Что нужно сделать:
1) Процитируйте, пожалуйста, из рассказа о детстве в Джубге отрывок между словами «Бывало и так, что» и «зрачки глаз синими.» включительно.
2) Допишите продолжение рассказа о детстве в Джубге, начиная после его последнего предложения.

Фрагмент текста:

__________________________________________________

Детство я провел в прекрасном солнечном поселке Джубга, где плескалось Черное море и жизнь казалась бесконечной. Утро в доме моей прабабушки, Анны Михайловны Люлькиной, начиналось с похода в огород. Ступая босиком по острым и неуклюжим комьям земли, я пробирался к клубнике и срывал ягоды, спелые и не очень. Прабабушка же частенько ходила с утра на джубгский рынок, и потому к моему пробуждению на столике у кровати лежали персики, виноград и арбузы. Я был любимым, очень любимым ребенком.

Бывало и так, что мы ходили на рынок с ней вместе. Сначала аккуратно огибали опасный поворот на трассе, а потом шагали вдоль трассы по извилистым улочкам, мимо площади, где вечно бибикал и чадил автовокзал. Напротив автовокзала всегда была стихийная парковка, где аборигены и отдыхающие стояли на солнце, лениво опираясь на свои авто и убивая время разговорами. Машины эти были совсем советские, чаще всего "Лады", и если водитель был местным армянином, то машина была вся в побрякушках и безделушках. На лобовом же или заднем стекле любитель украшений часто выставлял портретик Сталина. Я запомнил эти бумажки: черно-белые, с усатым человеком в военной фуражке и нагловатой улыбкой на губах. Иногда для пущей красоты портреты слегка подрисовывались шариковой ручкой или фломастером, и тогда фуражка становилась желтой, а зрачки глаз синими.

__________________________________________________

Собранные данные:

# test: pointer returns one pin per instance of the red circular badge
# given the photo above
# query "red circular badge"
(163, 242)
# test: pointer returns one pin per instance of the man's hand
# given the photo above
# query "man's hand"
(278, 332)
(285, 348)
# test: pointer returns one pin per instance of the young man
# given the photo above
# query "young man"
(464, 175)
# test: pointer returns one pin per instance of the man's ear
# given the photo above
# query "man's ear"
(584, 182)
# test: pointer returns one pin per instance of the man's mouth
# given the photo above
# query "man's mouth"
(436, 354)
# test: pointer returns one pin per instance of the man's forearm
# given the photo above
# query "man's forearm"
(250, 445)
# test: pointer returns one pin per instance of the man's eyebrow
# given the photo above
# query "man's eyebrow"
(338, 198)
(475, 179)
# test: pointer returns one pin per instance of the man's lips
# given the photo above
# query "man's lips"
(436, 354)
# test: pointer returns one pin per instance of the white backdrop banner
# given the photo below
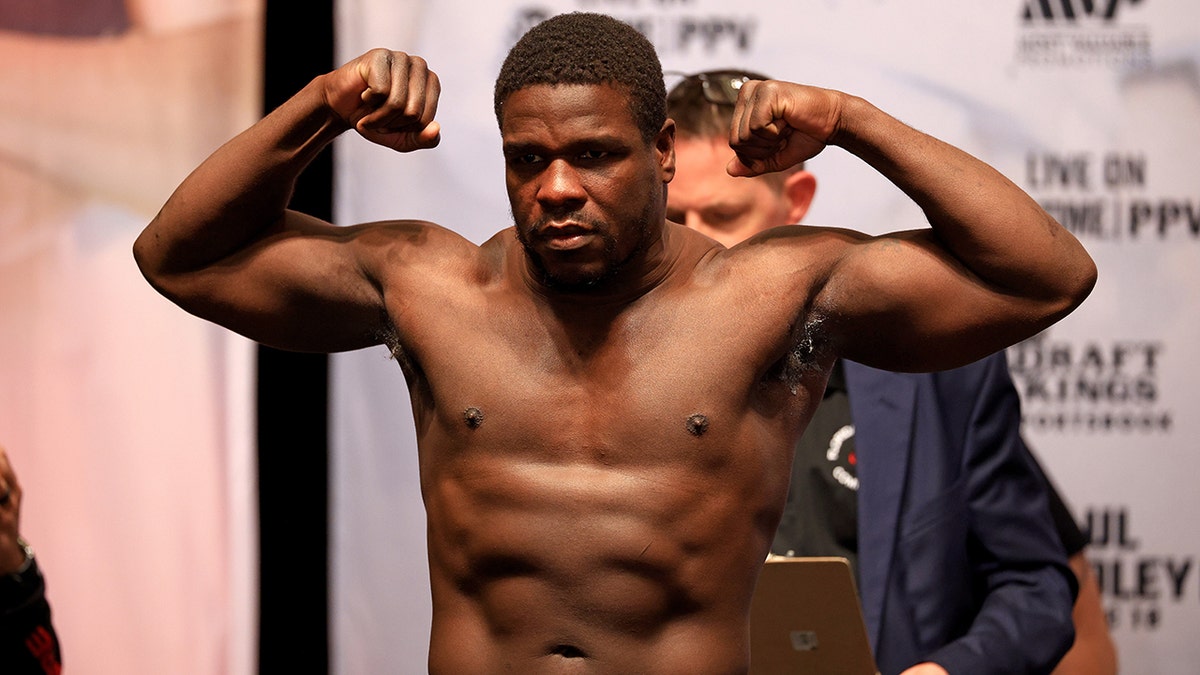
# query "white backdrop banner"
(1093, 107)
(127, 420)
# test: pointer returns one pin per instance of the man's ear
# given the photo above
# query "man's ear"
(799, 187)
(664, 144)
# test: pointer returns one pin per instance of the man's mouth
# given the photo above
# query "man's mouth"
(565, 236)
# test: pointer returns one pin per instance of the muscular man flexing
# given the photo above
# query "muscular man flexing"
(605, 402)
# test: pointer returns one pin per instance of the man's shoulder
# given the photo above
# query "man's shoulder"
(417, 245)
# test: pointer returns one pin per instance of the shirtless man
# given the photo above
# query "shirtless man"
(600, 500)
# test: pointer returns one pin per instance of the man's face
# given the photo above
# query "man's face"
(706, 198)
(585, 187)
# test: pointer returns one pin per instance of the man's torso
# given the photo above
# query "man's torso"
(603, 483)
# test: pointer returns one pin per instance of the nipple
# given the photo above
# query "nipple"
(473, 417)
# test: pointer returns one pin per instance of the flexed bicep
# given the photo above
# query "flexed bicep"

__________________________________________________

Полученные ответы:
1)
Бывало и так, что мы ходили на рынок с ней вместе. Сначала аккуратно огибали опасный поворот на трассе, а потом шагали вдоль трассы по извилистым улочкам, мимо площади, где вечно бибикал и чадил автовокзал. Напротив автовокзала всегда была стихийная парковка, где аборигены и отдыхающие стояли на солнце, лениво опираясь на свои авто и убивая время разговорами. Машины эти были совсем советские, чаще всего "Лады", и если водитель был местным армянином, то машина была вся в побрякушках и безделушках. На лобовом же или заднем стекле любитель украшений часто выставлял портретик Сталина. Я запомнил эти бумажки: черно-белые, с усатым человеком в военной фуражке и нагловатой улыбкой на губах. Иногда для пущей красоты портреты слегка подрисовывались шариковой ручкой или фломастером, и тогда фуражка становилась желтой, а зрачки глаз синими.

2)
Мы с прабабушкой никогда не проходили мимо. Она обязательно подходила к такой машине и, прикасаясь к стеклу, крутила Сталину дулю: "вот тебе, вот тебе, сволочь". Ошалев от такой бесцеремонности, одни водители молчали, а другие начинали возмущаться, по-кавказски вскидывая руки в страстных жестах. Прабабушка же, исполнив свой ритуал, удалялась вместе со мной, демонстративно не замечая окружающих. Порой мы встречали такие автомобили просто припаркованными вдоль дороги, но их ждала та же участь.

В ее огромном дворе, разделенном аллеями и огородами, постоянно жили отдыхающие, снимавшие летние домики. Прабабушка никогда не стеснялась политических разговоров, а джубгских милиционеров называла мильтонами. Помню, как совсем маленький мальчик все говорил родителям, мол, надо бы в милицию сообщить об оскорблениях. Такой малыш, а уже был государственником! Шло начало восьмидесятых.

По вечерам курортный дворовой народ стекался в центр усадьбы. Под виноградниками, растянутыми над двором на железных трубах, стоял большой стол. На нем играли в карты и лото, пили вино и развлекались рассказами и анекдотами. Я сидел вместе со всеми, гордясь принадлежностью ко взрослой компании и пытаясь уловить суть разговоров. Из них-то я и узнал, почему прабабушка ненавидела Сталина. Оказалось, что моего прадедушку звали Прокофий Васильевич Люлькин, и он в поселке был человеком заметным, потому что был врачом. После войны на него положила глаз барышня из соседнего двора, но заводить с ней шашни прадед не стал. И тогда барышня настучала в НКВД, что во время оккупации Прокофий Васильевич делал уколы немцам.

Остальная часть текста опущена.